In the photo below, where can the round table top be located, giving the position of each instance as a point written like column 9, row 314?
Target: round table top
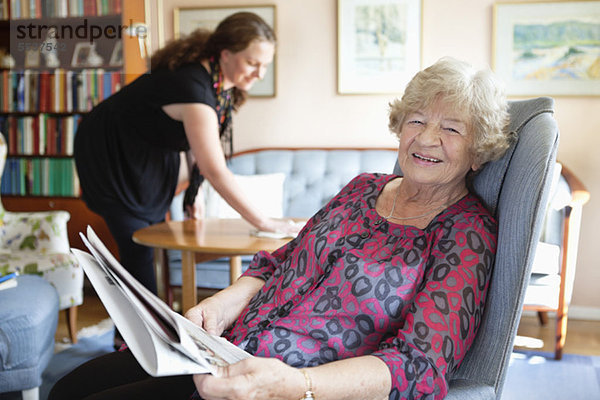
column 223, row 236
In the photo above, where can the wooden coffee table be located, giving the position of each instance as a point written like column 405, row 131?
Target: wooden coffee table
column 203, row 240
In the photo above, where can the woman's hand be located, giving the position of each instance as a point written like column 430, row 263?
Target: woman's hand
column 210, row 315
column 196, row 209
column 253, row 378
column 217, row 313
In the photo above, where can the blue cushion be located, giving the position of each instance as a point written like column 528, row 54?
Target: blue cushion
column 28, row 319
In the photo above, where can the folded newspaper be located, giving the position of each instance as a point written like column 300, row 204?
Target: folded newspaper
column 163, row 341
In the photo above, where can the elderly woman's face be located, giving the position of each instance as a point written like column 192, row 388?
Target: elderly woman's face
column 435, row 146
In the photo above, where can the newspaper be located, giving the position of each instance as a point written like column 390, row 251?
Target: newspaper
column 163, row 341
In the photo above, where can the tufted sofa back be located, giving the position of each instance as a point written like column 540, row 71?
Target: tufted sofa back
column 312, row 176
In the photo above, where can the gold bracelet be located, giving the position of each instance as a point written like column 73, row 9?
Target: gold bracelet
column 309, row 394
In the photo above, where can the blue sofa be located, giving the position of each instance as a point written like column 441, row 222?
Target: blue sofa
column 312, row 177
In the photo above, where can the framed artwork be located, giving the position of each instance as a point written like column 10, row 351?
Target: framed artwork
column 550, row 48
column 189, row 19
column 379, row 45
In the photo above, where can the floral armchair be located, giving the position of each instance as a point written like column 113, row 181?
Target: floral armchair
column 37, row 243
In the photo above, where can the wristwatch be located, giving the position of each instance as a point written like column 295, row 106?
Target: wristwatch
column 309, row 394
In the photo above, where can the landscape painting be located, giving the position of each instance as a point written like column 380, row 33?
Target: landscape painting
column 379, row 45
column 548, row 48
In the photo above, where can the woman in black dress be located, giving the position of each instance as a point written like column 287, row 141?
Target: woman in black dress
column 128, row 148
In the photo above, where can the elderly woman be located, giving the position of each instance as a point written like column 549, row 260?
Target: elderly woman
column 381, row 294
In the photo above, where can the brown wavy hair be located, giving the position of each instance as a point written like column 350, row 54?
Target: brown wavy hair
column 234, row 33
---
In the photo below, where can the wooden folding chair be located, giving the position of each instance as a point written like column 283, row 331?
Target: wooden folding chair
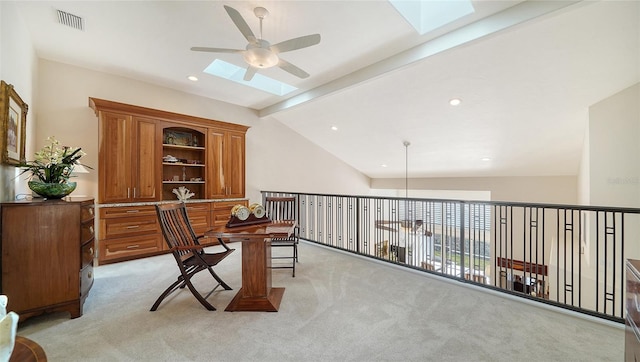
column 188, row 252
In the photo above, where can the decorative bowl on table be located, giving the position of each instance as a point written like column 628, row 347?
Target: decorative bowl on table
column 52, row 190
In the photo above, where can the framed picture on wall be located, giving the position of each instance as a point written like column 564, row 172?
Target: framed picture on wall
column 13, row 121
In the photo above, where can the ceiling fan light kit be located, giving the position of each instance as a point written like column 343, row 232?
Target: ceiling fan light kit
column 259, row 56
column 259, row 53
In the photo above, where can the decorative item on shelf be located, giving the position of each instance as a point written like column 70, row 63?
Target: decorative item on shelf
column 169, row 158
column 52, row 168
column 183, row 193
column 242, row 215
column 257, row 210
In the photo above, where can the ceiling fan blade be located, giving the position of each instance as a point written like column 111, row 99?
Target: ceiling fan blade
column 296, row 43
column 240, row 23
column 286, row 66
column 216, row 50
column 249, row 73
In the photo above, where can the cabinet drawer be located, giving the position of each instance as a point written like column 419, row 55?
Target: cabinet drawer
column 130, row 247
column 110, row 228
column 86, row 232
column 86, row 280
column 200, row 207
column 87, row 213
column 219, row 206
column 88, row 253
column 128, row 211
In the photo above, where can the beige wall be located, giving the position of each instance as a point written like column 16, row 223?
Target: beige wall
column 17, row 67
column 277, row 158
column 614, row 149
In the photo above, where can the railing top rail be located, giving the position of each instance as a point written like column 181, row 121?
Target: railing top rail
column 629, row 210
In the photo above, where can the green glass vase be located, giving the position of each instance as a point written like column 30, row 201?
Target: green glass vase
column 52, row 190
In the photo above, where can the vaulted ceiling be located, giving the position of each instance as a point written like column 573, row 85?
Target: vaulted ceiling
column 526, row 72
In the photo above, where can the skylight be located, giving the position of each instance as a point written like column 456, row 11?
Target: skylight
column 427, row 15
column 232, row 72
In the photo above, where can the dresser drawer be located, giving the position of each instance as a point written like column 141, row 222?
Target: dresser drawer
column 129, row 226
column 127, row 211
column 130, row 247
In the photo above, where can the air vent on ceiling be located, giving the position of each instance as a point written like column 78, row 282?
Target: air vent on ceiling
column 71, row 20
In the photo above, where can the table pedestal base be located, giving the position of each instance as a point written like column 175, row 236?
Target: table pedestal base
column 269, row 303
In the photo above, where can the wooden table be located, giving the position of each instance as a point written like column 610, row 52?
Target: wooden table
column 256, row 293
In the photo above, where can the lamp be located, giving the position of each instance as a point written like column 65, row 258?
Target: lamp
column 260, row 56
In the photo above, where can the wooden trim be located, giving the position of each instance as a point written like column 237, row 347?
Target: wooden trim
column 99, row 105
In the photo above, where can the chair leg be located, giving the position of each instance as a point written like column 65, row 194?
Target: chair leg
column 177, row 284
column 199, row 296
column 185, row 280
...
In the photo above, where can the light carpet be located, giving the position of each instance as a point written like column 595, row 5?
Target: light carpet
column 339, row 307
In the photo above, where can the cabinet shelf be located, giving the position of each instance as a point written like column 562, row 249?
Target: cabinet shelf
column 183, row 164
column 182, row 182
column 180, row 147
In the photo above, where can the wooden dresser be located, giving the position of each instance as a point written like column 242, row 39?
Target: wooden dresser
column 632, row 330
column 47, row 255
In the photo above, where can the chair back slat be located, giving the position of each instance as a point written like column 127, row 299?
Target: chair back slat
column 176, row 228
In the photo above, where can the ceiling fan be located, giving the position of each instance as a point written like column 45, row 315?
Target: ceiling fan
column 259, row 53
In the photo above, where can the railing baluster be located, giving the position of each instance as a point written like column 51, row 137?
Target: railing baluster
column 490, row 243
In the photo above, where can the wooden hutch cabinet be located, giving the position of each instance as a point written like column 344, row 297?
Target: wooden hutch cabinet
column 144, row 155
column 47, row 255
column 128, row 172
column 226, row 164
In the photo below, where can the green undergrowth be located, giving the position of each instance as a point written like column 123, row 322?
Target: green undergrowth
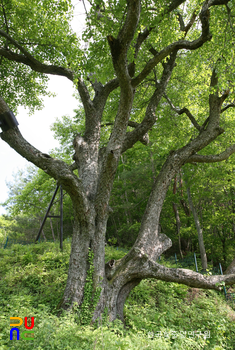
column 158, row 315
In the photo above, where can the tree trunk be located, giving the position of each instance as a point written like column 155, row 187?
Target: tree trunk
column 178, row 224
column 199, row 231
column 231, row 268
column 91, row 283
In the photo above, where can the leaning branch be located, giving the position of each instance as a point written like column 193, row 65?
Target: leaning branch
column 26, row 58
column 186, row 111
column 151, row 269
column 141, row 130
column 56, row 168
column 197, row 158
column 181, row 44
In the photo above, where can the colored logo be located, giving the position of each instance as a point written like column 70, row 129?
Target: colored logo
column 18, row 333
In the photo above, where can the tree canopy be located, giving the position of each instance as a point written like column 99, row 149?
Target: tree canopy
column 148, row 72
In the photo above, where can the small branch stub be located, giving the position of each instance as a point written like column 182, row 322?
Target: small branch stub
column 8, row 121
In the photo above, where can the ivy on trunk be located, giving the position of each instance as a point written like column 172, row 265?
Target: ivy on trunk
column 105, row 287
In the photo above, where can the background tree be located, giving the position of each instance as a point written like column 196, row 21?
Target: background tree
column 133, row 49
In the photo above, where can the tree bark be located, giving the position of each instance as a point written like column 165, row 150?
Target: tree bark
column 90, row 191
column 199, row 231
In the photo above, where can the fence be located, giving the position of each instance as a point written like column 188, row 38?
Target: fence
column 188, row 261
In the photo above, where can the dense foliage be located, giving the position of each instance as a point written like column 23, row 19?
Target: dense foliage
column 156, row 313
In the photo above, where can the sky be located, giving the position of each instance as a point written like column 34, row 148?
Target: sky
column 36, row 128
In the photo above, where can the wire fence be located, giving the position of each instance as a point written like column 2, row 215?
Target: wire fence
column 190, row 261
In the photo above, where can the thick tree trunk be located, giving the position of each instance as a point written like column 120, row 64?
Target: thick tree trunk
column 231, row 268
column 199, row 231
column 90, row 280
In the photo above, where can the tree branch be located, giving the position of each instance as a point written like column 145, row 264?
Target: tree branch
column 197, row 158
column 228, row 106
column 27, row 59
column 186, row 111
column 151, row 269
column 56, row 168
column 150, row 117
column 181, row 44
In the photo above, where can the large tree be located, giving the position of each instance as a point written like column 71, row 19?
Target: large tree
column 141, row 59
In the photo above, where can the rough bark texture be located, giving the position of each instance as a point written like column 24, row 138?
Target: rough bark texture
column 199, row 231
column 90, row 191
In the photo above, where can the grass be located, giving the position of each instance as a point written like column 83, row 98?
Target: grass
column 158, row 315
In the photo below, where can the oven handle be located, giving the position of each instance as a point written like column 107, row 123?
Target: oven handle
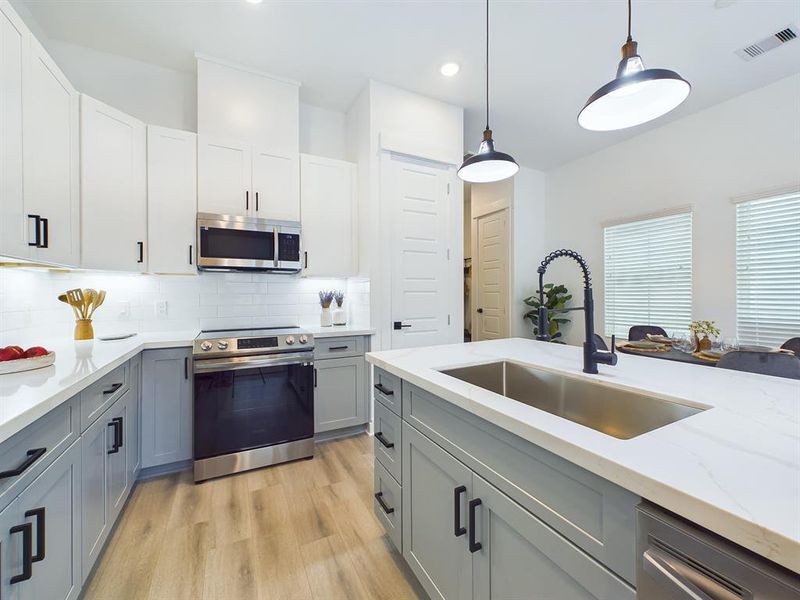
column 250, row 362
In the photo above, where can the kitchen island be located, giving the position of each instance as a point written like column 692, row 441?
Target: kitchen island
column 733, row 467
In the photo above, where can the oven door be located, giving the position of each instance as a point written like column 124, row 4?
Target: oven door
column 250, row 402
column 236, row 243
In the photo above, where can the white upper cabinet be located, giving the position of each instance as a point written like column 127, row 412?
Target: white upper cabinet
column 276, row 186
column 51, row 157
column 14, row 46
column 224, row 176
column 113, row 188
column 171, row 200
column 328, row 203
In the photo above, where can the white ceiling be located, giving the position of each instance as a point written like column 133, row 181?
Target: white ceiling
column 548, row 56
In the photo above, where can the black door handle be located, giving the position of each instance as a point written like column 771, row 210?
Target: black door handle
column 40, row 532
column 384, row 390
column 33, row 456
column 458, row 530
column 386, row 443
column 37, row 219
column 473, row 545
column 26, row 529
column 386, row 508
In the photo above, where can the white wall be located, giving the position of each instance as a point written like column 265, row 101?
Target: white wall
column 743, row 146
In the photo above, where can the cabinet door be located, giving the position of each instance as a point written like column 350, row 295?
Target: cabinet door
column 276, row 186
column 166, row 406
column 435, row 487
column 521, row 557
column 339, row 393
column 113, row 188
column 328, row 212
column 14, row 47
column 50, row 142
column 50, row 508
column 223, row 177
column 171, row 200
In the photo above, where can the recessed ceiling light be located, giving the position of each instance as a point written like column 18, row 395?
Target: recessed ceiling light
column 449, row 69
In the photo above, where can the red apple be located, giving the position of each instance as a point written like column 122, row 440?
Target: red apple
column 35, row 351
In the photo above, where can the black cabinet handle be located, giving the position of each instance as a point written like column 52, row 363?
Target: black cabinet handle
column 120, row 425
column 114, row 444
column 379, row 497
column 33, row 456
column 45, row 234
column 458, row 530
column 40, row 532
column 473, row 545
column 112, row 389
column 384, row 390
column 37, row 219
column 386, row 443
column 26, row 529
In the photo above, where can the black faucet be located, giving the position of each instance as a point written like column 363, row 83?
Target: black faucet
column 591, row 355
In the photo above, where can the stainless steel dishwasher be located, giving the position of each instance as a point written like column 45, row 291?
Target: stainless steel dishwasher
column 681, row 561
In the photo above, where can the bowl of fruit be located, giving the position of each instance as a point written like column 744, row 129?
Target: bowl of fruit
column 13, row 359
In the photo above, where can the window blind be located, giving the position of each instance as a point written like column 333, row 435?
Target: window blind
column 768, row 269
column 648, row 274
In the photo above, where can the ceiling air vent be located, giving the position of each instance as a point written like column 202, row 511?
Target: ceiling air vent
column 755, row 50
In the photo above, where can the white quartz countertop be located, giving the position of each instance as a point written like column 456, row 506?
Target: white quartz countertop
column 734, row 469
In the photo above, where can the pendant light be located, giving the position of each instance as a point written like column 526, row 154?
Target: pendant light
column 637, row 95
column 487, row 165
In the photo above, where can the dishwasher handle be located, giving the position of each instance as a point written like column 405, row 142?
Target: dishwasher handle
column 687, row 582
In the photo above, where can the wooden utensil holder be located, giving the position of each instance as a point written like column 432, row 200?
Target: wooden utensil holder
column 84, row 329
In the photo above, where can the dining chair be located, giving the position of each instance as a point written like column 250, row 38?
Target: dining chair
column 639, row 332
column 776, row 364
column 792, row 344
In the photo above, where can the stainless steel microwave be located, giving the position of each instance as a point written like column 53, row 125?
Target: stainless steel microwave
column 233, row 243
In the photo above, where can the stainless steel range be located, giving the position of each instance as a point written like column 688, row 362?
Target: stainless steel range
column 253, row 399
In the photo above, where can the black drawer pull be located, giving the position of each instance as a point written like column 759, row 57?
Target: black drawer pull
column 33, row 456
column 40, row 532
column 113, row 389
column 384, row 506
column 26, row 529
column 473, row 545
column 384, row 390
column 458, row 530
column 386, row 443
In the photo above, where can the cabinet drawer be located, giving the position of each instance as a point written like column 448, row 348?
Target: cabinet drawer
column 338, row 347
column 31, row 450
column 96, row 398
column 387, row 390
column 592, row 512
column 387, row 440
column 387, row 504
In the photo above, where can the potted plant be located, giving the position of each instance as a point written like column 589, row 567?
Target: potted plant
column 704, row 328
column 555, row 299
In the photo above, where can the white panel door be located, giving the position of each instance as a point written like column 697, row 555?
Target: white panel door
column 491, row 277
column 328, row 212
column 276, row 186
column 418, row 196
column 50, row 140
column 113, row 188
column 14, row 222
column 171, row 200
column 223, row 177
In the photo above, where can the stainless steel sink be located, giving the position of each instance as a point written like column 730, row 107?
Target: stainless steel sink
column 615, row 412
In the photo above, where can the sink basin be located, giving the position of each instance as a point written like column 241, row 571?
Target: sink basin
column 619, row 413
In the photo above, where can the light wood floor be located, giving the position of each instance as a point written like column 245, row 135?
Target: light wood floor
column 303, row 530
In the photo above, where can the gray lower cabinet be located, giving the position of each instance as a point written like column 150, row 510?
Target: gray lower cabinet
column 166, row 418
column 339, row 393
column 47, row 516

▶ BRIEF: Repeat exactly the lines of the listing above, from the one with "In the photo above, where can the wooden coffee" down to the one with "In the photo above, where can the woman's"; both of those lines belong in the range.

▶ RESULT OF THIS TASK:
In the photo above, where can the wooden coffee table be located, giving the position of each instance as a point written like column 405, row 131?
Target: wooden coffee table
column 203, row 240
In the photo above, where can the woman's hand be located, giving the position of each instance as a point written like column 430, row 263?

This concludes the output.